-- OBJECTIVE --
Extract exactly and only the lines of the data below, starting at the line with "the fingernail, each" and stopping after the final line.

....................

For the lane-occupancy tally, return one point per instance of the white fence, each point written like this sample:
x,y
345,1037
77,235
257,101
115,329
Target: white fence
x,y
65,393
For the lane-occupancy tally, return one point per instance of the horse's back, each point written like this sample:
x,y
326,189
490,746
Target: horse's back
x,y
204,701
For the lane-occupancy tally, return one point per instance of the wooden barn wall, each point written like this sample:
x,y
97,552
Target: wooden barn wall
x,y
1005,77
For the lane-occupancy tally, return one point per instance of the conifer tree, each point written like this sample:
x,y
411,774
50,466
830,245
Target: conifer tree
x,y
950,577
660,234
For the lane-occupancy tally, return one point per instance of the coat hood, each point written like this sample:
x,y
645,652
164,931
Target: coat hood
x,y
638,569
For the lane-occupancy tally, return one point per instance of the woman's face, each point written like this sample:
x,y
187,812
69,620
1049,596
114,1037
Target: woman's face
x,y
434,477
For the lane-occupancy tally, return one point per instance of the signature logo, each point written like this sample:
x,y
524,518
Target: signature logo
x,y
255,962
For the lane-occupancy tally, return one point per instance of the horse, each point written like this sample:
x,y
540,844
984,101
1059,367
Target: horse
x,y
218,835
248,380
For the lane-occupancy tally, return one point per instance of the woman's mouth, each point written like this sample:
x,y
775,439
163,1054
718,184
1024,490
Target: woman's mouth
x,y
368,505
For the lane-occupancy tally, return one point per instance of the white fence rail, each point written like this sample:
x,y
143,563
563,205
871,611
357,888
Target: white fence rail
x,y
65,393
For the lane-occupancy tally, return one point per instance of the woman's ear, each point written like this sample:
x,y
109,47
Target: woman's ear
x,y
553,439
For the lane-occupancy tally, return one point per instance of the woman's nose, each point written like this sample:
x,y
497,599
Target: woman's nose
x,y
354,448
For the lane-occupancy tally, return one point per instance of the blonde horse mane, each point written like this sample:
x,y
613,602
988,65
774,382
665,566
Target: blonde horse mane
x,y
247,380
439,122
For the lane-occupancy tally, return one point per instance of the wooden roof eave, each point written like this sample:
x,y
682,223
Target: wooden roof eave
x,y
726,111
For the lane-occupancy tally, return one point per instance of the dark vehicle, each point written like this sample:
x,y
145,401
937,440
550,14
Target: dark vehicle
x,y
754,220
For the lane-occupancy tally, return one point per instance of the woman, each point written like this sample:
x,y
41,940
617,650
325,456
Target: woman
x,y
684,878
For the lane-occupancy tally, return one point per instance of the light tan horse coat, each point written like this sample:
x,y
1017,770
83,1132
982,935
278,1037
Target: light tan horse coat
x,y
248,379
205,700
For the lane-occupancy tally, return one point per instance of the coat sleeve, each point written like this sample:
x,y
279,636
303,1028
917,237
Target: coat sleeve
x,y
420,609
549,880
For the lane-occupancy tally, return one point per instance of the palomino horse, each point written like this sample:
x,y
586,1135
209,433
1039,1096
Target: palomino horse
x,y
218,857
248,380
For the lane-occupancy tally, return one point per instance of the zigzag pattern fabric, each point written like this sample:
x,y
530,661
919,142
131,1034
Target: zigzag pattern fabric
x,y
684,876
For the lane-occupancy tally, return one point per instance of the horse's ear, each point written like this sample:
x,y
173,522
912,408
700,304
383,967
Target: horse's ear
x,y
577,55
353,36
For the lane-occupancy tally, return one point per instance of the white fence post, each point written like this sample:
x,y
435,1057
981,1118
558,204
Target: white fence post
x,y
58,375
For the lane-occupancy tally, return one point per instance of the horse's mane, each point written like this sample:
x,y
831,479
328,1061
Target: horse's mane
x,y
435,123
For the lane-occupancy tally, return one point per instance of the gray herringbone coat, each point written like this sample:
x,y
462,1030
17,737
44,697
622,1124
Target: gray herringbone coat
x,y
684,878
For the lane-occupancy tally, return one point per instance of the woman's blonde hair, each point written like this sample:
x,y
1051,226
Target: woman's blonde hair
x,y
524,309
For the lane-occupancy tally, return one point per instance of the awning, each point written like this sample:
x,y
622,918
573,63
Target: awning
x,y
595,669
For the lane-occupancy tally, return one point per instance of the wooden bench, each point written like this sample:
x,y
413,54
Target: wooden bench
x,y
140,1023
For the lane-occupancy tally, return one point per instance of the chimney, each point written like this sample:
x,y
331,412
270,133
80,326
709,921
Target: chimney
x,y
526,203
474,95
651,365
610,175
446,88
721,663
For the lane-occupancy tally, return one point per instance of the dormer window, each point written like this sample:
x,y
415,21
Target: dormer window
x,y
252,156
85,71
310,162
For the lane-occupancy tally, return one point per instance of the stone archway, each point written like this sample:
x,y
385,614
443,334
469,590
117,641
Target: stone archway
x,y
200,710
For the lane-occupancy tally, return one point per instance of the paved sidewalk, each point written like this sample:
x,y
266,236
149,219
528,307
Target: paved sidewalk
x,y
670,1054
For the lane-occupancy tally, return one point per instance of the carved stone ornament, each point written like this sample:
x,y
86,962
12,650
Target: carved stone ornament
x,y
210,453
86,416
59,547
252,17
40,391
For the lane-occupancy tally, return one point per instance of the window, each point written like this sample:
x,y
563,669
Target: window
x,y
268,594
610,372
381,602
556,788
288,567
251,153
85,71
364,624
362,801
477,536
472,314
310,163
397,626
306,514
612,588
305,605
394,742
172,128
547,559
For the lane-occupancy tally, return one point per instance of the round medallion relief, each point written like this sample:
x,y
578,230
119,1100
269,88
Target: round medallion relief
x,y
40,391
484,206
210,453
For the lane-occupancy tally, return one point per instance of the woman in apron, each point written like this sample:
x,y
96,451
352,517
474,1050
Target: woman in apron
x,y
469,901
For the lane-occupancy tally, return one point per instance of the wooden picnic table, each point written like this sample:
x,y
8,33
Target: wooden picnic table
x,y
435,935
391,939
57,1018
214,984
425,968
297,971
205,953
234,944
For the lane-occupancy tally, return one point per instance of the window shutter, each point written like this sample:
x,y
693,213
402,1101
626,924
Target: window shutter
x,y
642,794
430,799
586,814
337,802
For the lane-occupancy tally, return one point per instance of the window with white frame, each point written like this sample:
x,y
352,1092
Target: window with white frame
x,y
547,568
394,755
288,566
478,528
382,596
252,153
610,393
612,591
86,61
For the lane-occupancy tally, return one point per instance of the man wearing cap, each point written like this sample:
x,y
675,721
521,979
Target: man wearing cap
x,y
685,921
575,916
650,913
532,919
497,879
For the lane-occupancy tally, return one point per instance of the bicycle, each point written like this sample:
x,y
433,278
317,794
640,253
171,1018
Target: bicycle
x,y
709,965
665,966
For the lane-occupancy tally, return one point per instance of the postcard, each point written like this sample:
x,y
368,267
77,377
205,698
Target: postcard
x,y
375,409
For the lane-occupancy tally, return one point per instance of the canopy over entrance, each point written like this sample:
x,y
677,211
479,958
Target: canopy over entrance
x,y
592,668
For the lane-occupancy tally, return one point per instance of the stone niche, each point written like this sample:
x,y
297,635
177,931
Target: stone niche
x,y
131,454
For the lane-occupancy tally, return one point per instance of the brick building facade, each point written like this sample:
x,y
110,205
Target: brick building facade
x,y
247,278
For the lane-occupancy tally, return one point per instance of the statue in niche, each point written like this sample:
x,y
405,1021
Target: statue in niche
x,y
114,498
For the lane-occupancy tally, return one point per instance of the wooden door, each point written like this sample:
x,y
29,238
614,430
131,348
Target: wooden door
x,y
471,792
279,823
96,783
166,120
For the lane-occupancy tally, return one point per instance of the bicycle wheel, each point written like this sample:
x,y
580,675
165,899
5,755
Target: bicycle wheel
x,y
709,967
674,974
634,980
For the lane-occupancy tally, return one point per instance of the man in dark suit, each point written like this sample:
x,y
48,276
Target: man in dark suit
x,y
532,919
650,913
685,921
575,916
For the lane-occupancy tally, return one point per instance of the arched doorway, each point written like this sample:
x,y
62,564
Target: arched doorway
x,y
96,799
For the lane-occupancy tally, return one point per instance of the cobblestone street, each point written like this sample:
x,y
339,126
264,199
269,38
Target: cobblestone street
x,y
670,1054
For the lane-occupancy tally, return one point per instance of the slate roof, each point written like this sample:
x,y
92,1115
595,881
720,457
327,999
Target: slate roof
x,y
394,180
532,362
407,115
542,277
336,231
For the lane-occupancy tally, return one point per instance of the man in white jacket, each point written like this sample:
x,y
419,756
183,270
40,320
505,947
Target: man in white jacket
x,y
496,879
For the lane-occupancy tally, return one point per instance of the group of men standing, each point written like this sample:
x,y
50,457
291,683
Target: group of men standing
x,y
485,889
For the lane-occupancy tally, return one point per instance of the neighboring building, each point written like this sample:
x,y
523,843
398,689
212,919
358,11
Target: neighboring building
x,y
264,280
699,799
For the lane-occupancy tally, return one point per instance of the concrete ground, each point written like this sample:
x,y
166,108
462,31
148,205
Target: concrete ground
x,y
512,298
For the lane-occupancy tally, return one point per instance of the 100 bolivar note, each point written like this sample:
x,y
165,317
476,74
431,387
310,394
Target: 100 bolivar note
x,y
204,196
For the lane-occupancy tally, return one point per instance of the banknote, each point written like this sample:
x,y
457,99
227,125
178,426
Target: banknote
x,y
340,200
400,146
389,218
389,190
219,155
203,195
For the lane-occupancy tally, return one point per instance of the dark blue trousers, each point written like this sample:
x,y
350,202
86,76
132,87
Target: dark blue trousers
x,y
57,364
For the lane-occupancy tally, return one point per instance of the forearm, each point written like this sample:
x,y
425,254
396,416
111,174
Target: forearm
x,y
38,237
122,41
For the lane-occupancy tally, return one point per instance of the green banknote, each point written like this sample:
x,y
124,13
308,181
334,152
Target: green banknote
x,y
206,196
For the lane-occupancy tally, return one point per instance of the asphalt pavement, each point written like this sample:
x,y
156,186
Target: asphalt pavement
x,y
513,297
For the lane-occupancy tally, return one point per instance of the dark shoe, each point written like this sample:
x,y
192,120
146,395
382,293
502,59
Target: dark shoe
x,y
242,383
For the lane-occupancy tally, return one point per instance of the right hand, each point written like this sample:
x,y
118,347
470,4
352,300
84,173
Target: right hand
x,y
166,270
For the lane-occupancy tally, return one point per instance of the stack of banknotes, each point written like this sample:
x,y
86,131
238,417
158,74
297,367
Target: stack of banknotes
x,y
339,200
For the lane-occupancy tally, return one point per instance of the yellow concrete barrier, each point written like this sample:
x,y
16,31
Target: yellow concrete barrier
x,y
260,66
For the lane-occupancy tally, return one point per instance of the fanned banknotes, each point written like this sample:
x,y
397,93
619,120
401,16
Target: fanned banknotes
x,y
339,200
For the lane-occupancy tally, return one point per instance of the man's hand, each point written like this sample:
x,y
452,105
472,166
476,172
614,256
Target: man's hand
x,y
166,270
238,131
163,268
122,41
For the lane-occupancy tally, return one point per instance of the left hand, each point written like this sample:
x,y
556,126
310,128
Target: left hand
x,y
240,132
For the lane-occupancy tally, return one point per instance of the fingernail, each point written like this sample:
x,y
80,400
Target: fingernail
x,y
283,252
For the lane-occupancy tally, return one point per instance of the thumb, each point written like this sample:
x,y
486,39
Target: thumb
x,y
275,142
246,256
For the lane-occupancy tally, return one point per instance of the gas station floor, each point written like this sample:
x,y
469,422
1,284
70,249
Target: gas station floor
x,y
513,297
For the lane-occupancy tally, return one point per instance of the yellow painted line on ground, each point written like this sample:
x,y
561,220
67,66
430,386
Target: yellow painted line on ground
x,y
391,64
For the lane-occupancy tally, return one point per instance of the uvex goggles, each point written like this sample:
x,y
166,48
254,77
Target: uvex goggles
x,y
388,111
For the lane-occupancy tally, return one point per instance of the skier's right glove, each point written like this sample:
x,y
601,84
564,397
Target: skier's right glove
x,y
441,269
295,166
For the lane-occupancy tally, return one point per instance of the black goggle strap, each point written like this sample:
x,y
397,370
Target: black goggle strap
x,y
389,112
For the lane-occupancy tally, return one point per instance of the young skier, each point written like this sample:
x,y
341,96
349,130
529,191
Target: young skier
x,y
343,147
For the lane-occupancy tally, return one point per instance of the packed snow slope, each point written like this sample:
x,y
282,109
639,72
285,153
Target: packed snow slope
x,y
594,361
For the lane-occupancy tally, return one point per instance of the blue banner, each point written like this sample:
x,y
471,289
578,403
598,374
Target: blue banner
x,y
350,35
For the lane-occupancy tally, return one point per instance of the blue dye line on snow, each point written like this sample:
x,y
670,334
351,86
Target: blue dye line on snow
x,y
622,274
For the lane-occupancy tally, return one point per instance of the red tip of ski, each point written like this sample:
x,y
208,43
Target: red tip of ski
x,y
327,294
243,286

....................

-- ANSWER BELOW --
For the lane-occupancy tally, return one point per instance of the fingernail, each point written like this sample:
x,y
80,400
Target: fingernail
x,y
283,252
For the lane-occupancy tally, return one point per instance of the thumb, each point written like this sample:
x,y
486,39
Target: thumb
x,y
275,142
246,256
For the lane-occupancy tally, return one point per instance of the gas station floor, each point written like this sample:
x,y
469,422
1,284
70,249
Target: gas station floor
x,y
513,297
For the lane-occupancy tally, return one point per instance of the yellow painted line on ground, each point written like this sample:
x,y
561,220
67,66
430,386
Target: yellow painted line on ground
x,y
391,64
For the lane-occupancy tally, return one point per instance of the uvex goggles, each point written like this sample:
x,y
166,48
254,77
Target: uvex goggles
x,y
388,111
For the lane-occupancy tally, return one point per instance of the skier's right glove, each point written like this sample:
x,y
601,84
564,397
Target: skier's right glove
x,y
441,269
295,166
For the lane-occupancy tally, return one point per instance of the black goggle strap, each point written like this sample:
x,y
397,370
Target: black goggle strap
x,y
389,112
For the lane-occupancy tally, return one point per instance of the young skier, each point written like this sample:
x,y
341,96
349,130
529,191
Target: young skier
x,y
343,147
For the lane-occupancy tally, return one point per instance of the packed snow slope, each point written like this sample:
x,y
282,109
639,72
285,153
Target: packed snow slope
x,y
594,361
For the lane-occupancy tally, return one point per instance of the blue banner, each point written like this sample:
x,y
471,289
578,403
598,374
Target: blue banner
x,y
350,35
For the lane-occupancy tally, return one point per instance of the blue dye line on snow, each point written like this sample:
x,y
670,334
351,86
Target: blue dye line on snow
x,y
622,274
For the lane-occupancy tally, return one point per instance of the red tip of ski, each point written like this sample:
x,y
208,43
Target: red tip of ski
x,y
327,294
243,286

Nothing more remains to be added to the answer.